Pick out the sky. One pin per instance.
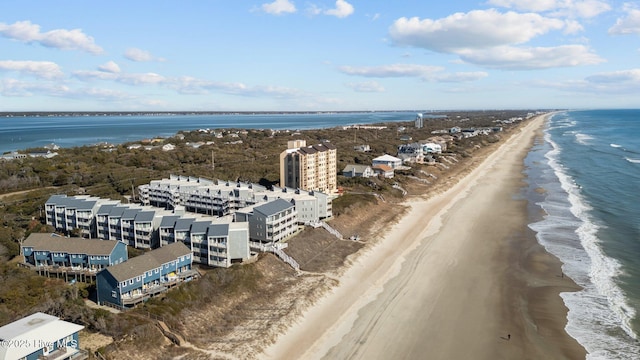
(318, 55)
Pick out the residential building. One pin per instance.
(353, 170)
(388, 160)
(270, 222)
(419, 121)
(73, 213)
(144, 276)
(309, 167)
(41, 336)
(384, 171)
(62, 254)
(220, 198)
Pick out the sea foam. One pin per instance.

──────────────────────────────

• _Job_
Please scale this listing: repeat every line above, requests included, but multiply each coordinate in the answers by 0.75 and round to whole numbers, with halves rounding up. Leave the pictures out of your answer.

• _Solution for this problem_
Pick out the sky. One pin per instance.
(239, 41)
Pick out the residential building. One pin per instance.
(265, 128)
(291, 120)
(203, 167)
(314, 91)
(55, 160)
(108, 207)
(232, 125)
(31, 252)
(288, 128)
(47, 191)
(165, 149)
Pick out the sea foam. One pin per instance.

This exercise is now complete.